→ INSTRUCTION:
Extract every line of the material below verbatim, leaving out the pictures.

(Point placement records)
++++++++++

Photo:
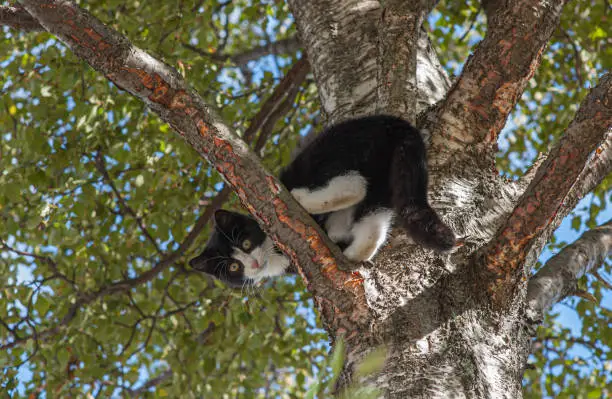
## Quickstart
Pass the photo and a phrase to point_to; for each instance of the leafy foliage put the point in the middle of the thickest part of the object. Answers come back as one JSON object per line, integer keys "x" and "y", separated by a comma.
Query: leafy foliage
{"x": 96, "y": 193}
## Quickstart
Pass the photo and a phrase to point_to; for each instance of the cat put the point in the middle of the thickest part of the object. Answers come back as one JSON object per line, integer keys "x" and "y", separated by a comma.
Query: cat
{"x": 355, "y": 178}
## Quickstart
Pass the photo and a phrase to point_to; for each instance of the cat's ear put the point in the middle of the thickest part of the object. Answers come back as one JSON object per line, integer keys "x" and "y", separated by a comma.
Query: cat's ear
{"x": 201, "y": 262}
{"x": 224, "y": 219}
{"x": 291, "y": 269}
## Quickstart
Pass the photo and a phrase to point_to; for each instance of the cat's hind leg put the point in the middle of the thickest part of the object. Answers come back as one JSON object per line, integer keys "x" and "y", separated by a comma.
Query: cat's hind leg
{"x": 340, "y": 192}
{"x": 369, "y": 234}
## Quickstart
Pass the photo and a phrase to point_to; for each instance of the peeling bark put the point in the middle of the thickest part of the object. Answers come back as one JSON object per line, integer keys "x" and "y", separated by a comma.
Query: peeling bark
{"x": 19, "y": 19}
{"x": 494, "y": 77}
{"x": 504, "y": 258}
{"x": 431, "y": 310}
{"x": 339, "y": 294}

++++++++++

→ COMPLETE ANSWER:
Photo:
## Quickstart
Pass the photo and a phrase to point_to; for each instance of the leafy foliage put the point in the middle of the thickest part of the object. Answers come back as one JSON object per line, integer keys "x" and "y", separated by a comma.
Query: leafy foliage
{"x": 96, "y": 193}
## Quickstart
Pass the photo and a phrase to point_to; for each instance of the cat put the point in the middle of the thickest part of the object. Answers come back as one JSON object per line, integer keys "x" and "y", separated by a comma.
Query: cat
{"x": 355, "y": 178}
## Quickstart
Pass the photo and a phrase to point_to; for each instance of the cat's ear put the point in the middle of the thickest part of the object. Answers come back as one JSON object per line, integer keys "x" and "y", separated by a comma.
Query: cat's ear
{"x": 201, "y": 262}
{"x": 224, "y": 219}
{"x": 291, "y": 269}
## Quickstart
Pass the photo and a phrase to point_to; for each instance of the cat's hind leg put the point in the middle of the thickest part of the object. Answers come back as one JSON object per line, integer keys "x" and "y", separated by a comma.
Query: cat's hind leg
{"x": 340, "y": 192}
{"x": 369, "y": 234}
## Quickstart
Pass the photo and a phrase to point_to; for each instance of the peeling bark put the point in the middle of the thickest part of the object. Answers come back as one JSON object per line, integer keys "x" and "y", separated by a comma.
Query: peeling bark
{"x": 19, "y": 19}
{"x": 494, "y": 77}
{"x": 504, "y": 258}
{"x": 431, "y": 310}
{"x": 339, "y": 294}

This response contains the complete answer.